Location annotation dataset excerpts
(begin)

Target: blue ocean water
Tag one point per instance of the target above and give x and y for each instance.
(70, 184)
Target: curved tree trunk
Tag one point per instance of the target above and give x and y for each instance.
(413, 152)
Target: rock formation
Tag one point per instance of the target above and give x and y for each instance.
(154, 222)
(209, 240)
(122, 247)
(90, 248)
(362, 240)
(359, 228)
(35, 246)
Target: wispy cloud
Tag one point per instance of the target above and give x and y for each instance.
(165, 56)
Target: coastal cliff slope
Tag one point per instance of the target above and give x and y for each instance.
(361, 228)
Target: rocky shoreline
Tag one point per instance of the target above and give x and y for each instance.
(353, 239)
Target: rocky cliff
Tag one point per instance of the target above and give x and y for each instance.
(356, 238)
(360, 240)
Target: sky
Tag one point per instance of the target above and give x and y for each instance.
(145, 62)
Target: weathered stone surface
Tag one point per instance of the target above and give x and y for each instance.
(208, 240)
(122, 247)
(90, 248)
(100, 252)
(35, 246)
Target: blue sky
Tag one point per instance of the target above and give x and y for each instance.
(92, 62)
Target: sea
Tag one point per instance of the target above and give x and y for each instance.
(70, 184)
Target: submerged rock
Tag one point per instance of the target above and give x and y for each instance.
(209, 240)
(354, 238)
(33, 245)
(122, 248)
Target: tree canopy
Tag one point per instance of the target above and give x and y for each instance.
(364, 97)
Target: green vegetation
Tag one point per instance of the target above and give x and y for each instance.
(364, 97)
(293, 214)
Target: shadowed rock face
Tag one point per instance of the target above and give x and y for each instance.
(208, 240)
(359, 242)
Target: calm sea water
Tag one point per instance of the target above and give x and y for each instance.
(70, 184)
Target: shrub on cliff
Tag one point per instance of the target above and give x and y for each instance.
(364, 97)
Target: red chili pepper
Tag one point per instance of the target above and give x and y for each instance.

(end)

▶ **Instructions for the task**:
Throughout the records, change every "Tag" to "Mark" and keep everything else the same.

▶ **Exercise output**:
Target: blue ocean water
Mark one point per instance of the target above and give x and y for each instance.
(70, 184)
Target: curved tree trunk
Mark one point per instance of the target above and give x and y for each instance.
(413, 152)
Target: rock formation
Mark one point per instance of the target above and give x and y for each instance.
(154, 222)
(209, 240)
(122, 247)
(90, 248)
(362, 240)
(359, 228)
(35, 246)
Target: wispy cloud
Mark one point per instance of the target above and give x and y for each instance.
(165, 56)
Target: coastal cliff slope
Mark one point per instance of the target above and give x and y for each instance.
(361, 228)
Target: rocky shoreline
Mark one point per instance of the target above and give x and y for each instance.
(353, 239)
Target: rocky cliff
Mark one point per instance of the target above and give x and y for each instance.
(356, 238)
(360, 240)
Target: sky
Mark one point per instance of the target above and give x and y for each instance.
(145, 62)
Target: weathered stone surface
Mark one point per instance of the target above and give x and y for each instance.
(208, 240)
(122, 247)
(90, 248)
(100, 252)
(35, 246)
Target: blue sky
Mark one point per instance of the target above and give x and y for each instance.
(92, 62)
Target: sea
Mark one point per instance of the target above and give x and y for each instance.
(70, 184)
Target: submerged rock
Mark one point per instance of the target above and give x and y for each instance.
(209, 240)
(354, 238)
(33, 245)
(122, 248)
Target: tree canopy
Mark one point per instance of the target above and give x and y for each instance.
(364, 97)
Target: green vegetation
Mark one point per instance of the target above and give x and y for each instance.
(364, 97)
(293, 214)
Target: shadowed rock face
Mark one point per instance of the target above and give x and y for each instance.
(208, 240)
(359, 242)
Target: calm sea water
Mark one point per instance of the target above and give x and y for each instance.
(70, 184)
Target: shrub on cliff
Mark one point per instance of the target above and give x and y for each instance.
(364, 97)
Target: red chili pepper
Mark one point per instance of the target above and give x and y for each instance.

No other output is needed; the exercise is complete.